----- RAW DATA

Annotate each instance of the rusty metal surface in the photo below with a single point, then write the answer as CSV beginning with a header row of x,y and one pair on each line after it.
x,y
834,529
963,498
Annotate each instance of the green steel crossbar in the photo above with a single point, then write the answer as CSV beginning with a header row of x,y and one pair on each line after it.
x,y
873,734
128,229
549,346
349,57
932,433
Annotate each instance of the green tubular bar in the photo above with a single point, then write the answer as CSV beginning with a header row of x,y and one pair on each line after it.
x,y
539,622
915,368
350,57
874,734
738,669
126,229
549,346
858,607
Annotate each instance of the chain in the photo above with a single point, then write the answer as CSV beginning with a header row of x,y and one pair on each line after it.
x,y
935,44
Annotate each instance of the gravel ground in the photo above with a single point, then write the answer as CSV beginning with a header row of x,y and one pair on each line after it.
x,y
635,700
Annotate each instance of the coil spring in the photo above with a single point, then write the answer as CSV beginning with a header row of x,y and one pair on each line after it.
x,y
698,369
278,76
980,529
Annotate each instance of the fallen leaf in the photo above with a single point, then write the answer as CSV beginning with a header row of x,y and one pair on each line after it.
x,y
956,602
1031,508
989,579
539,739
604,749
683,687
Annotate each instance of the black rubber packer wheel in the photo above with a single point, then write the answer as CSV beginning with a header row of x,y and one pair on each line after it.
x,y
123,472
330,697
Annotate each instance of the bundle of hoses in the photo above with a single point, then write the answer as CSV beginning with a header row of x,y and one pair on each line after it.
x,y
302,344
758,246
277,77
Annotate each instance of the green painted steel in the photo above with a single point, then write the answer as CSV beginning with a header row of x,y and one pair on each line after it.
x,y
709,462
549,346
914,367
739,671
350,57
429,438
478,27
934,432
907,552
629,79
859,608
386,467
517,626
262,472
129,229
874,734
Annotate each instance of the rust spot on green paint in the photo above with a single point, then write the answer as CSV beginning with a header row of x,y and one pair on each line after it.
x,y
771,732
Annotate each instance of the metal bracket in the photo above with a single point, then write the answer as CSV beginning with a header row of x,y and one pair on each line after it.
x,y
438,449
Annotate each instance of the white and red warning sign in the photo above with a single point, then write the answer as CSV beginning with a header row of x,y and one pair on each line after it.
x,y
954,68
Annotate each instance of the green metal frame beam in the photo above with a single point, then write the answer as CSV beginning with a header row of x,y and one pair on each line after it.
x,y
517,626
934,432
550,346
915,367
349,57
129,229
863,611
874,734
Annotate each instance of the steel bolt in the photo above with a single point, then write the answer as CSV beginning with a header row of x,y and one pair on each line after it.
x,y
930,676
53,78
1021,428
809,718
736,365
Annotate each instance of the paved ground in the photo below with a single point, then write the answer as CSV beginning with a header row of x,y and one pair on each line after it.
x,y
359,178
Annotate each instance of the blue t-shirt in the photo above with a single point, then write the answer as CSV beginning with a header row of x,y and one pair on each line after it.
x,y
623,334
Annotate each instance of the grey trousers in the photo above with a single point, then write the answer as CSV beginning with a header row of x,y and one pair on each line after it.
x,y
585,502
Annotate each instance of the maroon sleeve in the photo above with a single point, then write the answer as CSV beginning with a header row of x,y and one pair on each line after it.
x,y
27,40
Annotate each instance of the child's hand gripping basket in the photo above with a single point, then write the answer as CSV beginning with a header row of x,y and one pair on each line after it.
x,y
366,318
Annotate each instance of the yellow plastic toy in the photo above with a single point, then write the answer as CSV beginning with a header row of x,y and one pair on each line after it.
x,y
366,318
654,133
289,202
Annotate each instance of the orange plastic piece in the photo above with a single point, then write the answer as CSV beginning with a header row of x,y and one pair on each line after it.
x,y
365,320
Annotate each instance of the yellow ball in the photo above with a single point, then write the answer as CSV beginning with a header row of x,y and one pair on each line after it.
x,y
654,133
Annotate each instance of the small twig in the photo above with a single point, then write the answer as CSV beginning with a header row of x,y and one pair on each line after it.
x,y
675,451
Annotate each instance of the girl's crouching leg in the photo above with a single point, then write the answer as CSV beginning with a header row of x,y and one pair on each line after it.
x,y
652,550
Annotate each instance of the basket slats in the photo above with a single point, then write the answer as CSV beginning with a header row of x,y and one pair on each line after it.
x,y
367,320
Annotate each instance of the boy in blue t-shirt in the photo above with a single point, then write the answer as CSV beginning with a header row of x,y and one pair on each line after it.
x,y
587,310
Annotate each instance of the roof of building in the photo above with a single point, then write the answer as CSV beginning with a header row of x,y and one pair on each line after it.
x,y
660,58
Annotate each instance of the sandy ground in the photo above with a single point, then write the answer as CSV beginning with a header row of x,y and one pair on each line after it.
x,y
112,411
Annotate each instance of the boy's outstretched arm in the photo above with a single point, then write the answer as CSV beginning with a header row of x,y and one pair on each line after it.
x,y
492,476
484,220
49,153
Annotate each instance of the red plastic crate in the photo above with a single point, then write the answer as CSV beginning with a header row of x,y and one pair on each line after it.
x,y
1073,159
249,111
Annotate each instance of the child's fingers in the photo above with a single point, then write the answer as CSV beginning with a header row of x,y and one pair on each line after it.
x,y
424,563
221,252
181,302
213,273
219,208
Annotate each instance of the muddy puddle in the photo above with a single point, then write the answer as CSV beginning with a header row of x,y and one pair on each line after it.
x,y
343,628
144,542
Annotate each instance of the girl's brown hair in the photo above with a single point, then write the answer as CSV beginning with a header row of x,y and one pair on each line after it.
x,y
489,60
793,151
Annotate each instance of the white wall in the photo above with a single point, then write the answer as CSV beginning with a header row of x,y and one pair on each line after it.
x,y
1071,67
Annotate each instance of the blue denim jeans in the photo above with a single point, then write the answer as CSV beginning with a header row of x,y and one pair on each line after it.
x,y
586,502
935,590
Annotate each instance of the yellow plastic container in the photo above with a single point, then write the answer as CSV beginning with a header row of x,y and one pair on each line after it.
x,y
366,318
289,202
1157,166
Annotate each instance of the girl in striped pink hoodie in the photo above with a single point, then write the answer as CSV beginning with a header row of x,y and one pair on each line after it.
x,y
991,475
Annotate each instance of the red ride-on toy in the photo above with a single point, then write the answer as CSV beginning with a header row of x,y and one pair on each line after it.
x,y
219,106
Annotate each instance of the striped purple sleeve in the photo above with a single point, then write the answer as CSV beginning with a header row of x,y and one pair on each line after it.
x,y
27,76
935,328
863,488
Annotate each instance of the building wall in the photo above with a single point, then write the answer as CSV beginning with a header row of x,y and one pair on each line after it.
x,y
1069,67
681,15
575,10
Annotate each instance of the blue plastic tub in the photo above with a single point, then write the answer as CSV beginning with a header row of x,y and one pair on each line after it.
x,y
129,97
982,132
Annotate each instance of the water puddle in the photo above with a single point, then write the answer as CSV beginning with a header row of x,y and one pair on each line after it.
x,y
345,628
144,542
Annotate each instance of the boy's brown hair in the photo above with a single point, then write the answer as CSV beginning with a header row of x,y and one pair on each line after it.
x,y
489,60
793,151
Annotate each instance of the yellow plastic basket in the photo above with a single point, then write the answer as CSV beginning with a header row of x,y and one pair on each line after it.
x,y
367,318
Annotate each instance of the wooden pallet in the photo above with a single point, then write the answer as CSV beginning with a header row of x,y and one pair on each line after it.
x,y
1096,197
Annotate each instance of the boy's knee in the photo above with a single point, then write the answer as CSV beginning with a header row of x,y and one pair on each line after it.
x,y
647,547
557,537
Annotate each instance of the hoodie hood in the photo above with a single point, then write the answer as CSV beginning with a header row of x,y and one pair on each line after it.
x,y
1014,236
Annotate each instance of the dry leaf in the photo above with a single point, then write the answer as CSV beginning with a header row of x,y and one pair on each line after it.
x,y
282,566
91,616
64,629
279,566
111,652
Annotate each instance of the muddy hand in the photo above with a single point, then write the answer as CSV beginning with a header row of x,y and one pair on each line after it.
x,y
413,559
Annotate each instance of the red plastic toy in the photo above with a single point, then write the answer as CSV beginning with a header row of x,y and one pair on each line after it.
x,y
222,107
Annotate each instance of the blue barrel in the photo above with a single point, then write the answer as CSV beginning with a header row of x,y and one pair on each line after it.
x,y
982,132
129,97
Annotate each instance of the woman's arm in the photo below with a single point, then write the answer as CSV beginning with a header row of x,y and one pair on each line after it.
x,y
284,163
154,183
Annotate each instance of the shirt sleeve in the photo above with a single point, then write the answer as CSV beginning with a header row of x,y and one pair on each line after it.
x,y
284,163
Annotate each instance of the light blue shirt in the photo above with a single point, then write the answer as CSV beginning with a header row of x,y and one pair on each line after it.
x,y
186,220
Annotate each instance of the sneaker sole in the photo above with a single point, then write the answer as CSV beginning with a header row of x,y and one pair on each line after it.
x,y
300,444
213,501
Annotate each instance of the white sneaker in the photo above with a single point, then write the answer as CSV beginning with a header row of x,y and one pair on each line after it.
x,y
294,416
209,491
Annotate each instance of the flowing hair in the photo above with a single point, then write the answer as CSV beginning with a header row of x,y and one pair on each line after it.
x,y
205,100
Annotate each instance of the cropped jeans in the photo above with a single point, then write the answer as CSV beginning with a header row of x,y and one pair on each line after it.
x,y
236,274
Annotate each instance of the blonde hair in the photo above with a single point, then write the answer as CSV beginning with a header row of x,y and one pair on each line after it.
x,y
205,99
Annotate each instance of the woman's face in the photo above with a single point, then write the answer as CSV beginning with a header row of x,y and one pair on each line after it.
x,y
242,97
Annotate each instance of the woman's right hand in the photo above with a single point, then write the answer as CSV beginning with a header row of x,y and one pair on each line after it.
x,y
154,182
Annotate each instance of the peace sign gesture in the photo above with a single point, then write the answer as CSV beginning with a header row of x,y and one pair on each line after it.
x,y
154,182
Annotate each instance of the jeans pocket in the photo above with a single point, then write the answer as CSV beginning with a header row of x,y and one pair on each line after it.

----------

=== GIVEN PROBLEM ===
Only those lines running from the one containing "Annotate each instance of the blonde" through the last line of the data above are to be copied, exactly, with both ends included.

=== SOLUTION FOR THIS PROBLEM ===
Annotate each instance of the blonde hair in the photo above with a single point, then write the answer as CSV beginning with a header row of x,y and one pair on each line after it.
x,y
205,99
Annotate each instance of the woman's face in the photo above with a single point, then write the answer as CSV beginning with a header row of x,y and one pair on each line after it.
x,y
242,97
Annotate each instance of the woman's right hand in the photo above with a single point, then write the answer as CSV beginning with a header row of x,y and one pair on each line after it.
x,y
154,182
Annotate each instance of the peace sign gesture in the photo above with a single point, then write the answer as CSV beginning with a header row of x,y and one pair on each line after it.
x,y
154,182
Annotate each instance of the jeans pocket in the photo above with a single point, then write the answer as CSV beginning with a header row of x,y and one pair on each line after it.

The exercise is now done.